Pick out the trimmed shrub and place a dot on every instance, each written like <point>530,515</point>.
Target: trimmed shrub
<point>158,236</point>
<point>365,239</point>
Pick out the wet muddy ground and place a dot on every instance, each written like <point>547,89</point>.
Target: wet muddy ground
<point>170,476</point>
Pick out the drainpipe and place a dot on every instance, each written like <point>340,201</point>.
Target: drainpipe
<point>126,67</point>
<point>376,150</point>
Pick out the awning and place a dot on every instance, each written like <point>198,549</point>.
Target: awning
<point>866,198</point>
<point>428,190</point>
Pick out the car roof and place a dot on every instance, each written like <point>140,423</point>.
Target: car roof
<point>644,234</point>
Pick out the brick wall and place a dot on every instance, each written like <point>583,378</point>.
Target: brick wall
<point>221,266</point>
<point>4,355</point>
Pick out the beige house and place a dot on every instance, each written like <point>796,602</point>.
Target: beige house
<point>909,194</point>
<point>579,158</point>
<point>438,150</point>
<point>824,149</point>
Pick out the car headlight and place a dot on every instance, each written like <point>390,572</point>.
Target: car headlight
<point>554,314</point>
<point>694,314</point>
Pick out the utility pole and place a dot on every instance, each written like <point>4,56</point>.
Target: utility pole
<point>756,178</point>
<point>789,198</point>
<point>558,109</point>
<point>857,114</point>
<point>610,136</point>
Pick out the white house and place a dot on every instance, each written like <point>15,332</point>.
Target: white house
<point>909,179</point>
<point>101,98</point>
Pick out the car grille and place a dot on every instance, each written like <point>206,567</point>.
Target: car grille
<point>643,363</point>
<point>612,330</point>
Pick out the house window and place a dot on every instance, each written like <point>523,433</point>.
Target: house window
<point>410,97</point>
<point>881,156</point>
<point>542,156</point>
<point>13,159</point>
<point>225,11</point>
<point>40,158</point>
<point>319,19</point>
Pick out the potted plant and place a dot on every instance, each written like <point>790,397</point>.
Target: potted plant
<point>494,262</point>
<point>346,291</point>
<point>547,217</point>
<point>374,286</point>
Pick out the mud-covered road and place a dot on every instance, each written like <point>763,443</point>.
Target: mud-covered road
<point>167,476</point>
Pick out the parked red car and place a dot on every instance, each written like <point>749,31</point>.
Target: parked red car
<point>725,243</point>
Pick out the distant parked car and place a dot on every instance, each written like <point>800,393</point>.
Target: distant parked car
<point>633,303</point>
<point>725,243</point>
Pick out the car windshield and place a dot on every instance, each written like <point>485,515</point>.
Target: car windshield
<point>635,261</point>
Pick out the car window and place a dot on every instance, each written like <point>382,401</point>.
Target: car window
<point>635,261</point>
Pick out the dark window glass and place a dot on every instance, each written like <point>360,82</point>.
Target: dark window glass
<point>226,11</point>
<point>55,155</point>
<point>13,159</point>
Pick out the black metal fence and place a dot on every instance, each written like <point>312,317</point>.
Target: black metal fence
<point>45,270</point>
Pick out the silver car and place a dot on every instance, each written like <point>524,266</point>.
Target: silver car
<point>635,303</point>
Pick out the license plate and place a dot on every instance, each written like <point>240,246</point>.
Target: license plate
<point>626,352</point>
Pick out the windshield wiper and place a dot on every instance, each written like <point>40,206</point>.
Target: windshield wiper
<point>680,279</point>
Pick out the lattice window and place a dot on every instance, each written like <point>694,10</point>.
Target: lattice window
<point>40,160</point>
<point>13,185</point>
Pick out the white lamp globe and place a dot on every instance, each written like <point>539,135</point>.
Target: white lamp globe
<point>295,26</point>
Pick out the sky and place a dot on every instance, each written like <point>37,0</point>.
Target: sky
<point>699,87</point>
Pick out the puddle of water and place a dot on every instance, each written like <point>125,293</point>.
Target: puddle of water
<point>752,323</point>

--

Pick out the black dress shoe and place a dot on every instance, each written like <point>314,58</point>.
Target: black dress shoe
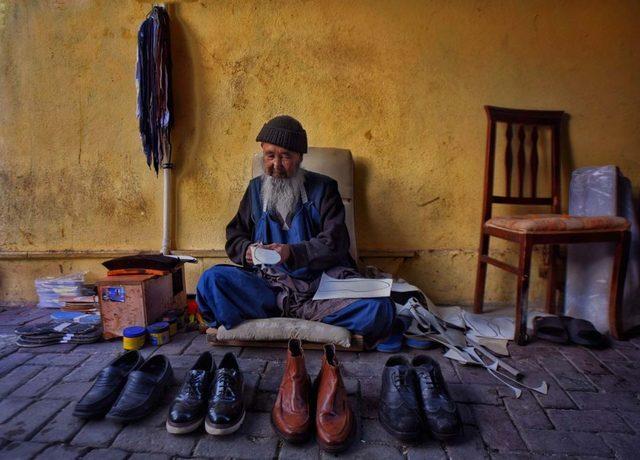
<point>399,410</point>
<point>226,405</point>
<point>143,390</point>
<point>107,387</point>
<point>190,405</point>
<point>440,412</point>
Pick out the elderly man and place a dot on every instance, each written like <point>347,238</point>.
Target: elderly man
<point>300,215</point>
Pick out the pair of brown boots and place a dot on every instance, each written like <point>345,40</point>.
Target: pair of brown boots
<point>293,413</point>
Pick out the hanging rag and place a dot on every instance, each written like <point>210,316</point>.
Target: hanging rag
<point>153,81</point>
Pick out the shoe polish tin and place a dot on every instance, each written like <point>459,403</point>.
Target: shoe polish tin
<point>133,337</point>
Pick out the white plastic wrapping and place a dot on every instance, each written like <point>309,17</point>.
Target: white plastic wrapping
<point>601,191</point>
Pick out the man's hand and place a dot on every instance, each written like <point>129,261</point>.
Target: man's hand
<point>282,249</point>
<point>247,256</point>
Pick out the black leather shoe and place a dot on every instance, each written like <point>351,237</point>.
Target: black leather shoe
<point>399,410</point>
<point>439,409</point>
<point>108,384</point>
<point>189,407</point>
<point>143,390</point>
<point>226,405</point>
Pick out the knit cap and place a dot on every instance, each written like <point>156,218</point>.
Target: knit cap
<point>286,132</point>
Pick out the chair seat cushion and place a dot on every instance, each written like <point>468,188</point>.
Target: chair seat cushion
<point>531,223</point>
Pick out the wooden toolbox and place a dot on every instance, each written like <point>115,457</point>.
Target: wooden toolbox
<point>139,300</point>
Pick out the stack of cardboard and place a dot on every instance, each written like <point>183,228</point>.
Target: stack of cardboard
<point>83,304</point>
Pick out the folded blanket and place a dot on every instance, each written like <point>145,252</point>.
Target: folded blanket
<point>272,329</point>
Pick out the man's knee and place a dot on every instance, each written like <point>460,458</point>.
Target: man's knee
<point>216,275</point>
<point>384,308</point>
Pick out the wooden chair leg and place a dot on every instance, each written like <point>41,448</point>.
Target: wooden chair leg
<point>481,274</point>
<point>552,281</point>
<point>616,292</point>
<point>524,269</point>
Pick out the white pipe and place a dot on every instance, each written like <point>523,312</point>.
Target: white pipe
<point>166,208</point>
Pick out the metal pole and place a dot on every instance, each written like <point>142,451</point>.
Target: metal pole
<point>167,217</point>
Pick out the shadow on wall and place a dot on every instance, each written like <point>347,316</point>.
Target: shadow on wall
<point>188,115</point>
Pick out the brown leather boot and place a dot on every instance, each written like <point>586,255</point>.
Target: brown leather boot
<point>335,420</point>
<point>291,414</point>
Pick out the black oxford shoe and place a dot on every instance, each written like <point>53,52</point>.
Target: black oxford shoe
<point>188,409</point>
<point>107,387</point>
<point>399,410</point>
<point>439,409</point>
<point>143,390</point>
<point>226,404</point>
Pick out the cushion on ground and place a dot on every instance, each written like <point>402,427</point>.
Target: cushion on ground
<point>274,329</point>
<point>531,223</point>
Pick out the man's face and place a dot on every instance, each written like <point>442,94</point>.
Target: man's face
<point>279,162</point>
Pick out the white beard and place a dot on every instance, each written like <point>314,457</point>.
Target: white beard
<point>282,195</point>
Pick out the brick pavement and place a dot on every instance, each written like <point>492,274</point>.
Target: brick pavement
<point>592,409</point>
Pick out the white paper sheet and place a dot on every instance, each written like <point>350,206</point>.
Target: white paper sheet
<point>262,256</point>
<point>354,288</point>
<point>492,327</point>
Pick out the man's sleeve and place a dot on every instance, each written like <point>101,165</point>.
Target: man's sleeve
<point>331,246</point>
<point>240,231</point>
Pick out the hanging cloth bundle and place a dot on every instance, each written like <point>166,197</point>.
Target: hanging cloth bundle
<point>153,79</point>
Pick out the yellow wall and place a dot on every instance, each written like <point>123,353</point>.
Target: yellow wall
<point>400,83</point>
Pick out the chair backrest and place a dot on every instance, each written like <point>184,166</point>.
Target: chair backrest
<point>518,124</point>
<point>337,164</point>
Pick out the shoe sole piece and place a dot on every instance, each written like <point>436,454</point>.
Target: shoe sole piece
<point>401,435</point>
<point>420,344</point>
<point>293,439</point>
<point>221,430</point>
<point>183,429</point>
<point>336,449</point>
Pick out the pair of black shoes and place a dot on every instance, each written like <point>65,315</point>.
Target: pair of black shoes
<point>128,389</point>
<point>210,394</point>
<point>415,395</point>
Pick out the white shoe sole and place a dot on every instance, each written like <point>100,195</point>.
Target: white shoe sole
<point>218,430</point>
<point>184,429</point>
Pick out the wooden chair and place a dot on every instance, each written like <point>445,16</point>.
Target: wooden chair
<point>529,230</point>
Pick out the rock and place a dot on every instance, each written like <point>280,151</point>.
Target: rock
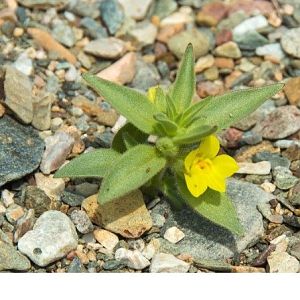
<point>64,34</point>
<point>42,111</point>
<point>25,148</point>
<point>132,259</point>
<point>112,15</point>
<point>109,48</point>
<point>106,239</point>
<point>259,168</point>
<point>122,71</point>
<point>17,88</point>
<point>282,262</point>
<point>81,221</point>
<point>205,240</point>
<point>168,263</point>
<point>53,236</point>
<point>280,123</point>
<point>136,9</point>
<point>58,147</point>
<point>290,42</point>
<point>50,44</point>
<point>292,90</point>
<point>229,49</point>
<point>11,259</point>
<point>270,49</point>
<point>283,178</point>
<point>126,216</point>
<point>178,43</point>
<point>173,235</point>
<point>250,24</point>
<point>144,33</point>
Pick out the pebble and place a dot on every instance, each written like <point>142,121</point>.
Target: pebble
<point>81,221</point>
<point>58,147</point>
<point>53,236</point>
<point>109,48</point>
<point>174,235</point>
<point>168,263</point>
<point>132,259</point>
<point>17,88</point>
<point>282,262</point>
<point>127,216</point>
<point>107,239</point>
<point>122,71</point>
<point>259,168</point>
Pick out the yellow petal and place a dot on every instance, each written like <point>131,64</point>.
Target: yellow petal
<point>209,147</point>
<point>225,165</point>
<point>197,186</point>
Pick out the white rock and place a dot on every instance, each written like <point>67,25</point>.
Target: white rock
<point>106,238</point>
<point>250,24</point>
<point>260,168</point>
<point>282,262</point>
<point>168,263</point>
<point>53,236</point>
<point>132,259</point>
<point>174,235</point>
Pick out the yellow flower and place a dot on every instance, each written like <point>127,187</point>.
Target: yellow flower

WHAT YOU HAVE TO DO:
Give only the number of lines in the material above where the string "flower" appears.

WRITTEN SOLUTION:
2